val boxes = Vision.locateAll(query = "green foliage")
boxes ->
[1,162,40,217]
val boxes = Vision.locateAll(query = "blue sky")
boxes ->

**Exercise prompt**: Count the lines in the data above that contain the string "boxes" with case taken into account. Give only the number.

**Response to this task**: 4